Job:
Write out the entries, please, from the line containing "Each instance receives a single keypoint. Tag the reddish" through their final line, exactly and with nothing else.

Dataset entries:
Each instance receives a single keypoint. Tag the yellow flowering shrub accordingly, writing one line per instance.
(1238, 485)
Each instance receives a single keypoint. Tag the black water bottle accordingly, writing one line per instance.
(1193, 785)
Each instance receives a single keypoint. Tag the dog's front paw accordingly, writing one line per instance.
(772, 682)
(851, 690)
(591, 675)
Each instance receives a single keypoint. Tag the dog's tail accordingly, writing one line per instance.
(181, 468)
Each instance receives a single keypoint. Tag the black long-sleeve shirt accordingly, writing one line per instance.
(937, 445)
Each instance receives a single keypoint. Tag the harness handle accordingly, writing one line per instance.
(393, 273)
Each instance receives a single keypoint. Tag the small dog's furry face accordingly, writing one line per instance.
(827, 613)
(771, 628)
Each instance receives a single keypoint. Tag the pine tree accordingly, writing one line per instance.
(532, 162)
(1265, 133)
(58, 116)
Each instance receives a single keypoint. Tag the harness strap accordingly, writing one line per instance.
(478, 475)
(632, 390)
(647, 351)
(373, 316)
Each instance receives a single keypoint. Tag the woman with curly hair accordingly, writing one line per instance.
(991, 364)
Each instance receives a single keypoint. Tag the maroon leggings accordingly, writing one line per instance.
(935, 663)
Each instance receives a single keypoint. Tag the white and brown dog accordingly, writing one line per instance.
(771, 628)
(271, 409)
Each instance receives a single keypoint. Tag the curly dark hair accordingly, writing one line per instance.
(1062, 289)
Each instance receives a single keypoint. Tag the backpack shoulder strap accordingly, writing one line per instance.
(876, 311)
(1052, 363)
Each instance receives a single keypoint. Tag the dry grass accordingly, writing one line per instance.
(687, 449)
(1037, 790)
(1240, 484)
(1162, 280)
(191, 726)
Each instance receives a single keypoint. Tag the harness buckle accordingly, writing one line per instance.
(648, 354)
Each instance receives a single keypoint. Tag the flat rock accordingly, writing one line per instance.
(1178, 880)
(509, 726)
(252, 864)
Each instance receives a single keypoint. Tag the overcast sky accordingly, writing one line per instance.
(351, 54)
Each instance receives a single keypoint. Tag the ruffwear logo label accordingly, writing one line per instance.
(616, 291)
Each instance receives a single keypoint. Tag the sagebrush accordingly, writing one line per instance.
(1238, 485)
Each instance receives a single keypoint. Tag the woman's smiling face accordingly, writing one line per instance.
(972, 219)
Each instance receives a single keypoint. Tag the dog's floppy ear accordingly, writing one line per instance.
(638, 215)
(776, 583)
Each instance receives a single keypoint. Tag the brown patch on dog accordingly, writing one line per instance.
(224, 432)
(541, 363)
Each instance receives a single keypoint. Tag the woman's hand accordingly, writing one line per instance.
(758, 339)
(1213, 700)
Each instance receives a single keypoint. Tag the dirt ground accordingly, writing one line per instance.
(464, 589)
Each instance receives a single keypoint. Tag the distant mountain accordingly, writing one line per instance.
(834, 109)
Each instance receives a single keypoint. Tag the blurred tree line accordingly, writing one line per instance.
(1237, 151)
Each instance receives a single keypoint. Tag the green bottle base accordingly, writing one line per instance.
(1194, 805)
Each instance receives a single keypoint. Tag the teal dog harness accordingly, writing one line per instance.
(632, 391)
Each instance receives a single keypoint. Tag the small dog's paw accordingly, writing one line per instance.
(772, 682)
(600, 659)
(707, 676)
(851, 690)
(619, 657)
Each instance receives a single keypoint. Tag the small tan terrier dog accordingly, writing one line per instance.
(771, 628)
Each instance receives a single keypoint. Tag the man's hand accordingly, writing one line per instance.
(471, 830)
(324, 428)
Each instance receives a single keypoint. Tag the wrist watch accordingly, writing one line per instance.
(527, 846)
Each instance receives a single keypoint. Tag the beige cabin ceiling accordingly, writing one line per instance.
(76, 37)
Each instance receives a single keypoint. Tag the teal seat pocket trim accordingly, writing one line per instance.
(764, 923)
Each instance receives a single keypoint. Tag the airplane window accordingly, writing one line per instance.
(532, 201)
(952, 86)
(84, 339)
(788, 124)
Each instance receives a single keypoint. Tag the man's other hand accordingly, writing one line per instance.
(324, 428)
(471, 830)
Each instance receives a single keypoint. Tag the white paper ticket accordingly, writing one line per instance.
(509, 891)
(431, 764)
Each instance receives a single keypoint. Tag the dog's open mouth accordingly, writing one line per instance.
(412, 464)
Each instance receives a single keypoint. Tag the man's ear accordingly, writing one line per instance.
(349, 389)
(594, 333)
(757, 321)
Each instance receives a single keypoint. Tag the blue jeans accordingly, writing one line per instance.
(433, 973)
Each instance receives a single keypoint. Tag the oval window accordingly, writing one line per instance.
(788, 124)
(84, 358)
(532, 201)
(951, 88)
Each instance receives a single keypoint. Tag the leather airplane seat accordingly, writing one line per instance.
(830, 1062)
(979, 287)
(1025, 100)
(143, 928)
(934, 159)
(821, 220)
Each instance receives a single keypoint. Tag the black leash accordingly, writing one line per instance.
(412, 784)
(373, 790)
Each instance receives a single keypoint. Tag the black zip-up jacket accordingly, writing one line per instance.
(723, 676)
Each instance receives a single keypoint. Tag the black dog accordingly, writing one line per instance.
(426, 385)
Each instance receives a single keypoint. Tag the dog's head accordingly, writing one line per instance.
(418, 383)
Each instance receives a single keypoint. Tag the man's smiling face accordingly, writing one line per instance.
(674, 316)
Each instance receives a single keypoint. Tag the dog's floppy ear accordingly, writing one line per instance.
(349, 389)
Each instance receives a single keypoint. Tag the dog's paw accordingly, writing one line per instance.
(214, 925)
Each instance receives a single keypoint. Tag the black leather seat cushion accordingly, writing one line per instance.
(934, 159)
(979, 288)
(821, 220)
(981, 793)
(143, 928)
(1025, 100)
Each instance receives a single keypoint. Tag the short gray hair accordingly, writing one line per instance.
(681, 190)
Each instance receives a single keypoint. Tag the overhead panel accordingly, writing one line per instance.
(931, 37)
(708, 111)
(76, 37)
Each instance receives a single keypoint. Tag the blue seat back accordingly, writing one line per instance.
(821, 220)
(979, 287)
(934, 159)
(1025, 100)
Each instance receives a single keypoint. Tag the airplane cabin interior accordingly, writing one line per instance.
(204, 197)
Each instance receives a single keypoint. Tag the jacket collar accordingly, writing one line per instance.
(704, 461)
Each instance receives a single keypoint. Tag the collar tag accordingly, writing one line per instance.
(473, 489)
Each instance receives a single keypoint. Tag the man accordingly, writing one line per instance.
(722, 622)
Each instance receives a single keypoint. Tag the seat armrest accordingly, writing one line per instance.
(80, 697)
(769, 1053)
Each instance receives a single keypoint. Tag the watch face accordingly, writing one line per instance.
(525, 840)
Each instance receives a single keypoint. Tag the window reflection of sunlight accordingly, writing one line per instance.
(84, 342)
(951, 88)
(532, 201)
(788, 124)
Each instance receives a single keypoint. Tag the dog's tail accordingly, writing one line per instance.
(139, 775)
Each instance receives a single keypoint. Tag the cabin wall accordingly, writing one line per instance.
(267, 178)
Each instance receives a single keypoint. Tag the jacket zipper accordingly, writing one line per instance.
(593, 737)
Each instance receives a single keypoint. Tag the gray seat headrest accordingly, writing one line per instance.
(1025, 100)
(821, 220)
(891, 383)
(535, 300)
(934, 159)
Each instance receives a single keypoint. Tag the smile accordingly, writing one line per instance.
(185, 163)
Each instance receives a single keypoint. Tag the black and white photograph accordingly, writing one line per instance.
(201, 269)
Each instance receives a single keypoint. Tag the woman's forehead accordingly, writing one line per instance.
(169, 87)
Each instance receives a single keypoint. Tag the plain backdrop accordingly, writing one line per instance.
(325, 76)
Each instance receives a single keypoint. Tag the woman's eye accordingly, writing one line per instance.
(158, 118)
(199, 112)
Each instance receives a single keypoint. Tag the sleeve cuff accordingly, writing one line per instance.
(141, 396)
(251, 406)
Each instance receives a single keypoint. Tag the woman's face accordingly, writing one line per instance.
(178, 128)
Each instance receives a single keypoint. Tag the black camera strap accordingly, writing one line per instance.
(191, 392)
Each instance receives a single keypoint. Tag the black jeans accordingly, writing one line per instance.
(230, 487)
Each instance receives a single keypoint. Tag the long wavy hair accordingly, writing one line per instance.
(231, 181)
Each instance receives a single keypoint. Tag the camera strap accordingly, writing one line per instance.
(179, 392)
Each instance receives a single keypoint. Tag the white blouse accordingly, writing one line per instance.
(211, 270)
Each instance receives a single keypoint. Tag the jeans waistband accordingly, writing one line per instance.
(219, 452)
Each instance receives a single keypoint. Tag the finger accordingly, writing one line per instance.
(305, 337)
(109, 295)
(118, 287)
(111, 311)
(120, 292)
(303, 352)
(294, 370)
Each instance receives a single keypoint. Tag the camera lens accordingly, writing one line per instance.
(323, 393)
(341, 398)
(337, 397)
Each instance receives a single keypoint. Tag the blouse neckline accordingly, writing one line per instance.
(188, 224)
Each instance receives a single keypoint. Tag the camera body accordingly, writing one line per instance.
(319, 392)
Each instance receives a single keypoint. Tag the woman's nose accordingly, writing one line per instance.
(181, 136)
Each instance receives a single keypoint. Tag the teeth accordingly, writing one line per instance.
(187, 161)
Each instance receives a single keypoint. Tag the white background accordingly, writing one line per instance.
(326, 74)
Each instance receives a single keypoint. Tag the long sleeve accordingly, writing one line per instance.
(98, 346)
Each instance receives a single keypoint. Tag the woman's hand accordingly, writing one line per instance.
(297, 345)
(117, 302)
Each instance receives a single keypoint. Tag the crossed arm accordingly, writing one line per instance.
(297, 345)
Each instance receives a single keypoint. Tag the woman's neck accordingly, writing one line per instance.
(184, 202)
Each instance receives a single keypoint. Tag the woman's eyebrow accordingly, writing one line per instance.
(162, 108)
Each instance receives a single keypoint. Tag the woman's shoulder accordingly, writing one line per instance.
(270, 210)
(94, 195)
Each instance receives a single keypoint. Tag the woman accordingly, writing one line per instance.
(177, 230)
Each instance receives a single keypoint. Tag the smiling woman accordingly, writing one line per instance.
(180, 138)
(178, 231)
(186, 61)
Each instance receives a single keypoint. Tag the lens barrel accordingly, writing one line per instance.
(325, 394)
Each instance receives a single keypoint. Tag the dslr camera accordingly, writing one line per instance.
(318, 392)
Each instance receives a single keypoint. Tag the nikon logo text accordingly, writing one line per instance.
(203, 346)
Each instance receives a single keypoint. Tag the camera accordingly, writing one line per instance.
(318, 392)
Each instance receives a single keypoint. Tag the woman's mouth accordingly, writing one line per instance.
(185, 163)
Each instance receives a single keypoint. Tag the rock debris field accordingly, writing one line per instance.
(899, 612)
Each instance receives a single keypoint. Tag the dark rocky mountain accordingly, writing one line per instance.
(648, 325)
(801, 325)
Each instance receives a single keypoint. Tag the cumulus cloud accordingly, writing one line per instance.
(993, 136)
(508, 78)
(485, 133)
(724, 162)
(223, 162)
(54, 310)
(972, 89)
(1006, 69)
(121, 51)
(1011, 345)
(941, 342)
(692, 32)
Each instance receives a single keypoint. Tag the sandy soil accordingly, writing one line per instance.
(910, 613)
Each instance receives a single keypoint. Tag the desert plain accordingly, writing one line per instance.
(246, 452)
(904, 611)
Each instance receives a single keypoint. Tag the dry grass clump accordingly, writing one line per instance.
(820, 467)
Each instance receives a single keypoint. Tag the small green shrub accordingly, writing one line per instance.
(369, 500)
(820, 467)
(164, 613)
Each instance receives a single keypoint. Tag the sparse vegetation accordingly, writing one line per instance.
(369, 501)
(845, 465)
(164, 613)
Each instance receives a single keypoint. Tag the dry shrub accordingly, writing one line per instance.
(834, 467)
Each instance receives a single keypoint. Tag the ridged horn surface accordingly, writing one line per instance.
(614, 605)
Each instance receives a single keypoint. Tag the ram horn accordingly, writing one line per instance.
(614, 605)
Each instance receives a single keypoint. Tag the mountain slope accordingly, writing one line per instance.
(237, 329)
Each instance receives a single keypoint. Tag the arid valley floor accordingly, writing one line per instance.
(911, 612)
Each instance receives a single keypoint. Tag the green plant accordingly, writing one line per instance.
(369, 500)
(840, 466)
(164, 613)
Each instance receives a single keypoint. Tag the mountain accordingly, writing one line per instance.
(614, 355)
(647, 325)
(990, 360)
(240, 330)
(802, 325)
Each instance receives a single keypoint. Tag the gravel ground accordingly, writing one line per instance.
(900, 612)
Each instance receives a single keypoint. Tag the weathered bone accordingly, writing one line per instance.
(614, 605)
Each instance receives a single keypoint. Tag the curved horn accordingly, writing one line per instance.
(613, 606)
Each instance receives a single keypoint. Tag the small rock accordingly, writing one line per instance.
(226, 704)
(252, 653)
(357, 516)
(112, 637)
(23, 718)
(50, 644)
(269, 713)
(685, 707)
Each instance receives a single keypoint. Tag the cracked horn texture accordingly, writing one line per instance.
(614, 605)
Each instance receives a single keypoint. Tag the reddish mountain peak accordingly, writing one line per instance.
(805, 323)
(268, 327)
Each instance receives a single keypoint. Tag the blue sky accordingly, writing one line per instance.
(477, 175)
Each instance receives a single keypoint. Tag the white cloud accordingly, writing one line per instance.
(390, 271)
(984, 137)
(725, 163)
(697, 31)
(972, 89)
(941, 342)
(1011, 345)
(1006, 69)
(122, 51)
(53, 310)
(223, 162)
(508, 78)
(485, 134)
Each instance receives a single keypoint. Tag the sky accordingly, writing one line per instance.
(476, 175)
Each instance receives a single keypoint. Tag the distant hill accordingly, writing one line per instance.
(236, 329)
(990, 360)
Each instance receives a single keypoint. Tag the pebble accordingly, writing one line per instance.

Response to this exercise:
Each instance receives a single keypoint. Tag the reddish mountain peak accordingly, writing one line per instance.
(805, 323)
(268, 327)
Each instance receives a single keypoint. Tag the blue sky accordingly, writing one line per instance.
(477, 175)
Each instance receives a single keypoint. Tag the white cloud accordingly, writing one line per instance.
(390, 271)
(984, 137)
(725, 163)
(697, 31)
(972, 89)
(941, 342)
(1011, 345)
(1006, 69)
(122, 51)
(53, 310)
(223, 162)
(508, 78)
(485, 134)
Each instance receives a single keypoint. Tag the sky accordingly, writing one line per instance.
(476, 175)
Each instance receives a single keypoint. Tag the distant hill accordingly, writing one line per instance.
(236, 329)
(990, 360)
Each instance receives a single keypoint. Tag the pebble accordingly, writing one line per instance.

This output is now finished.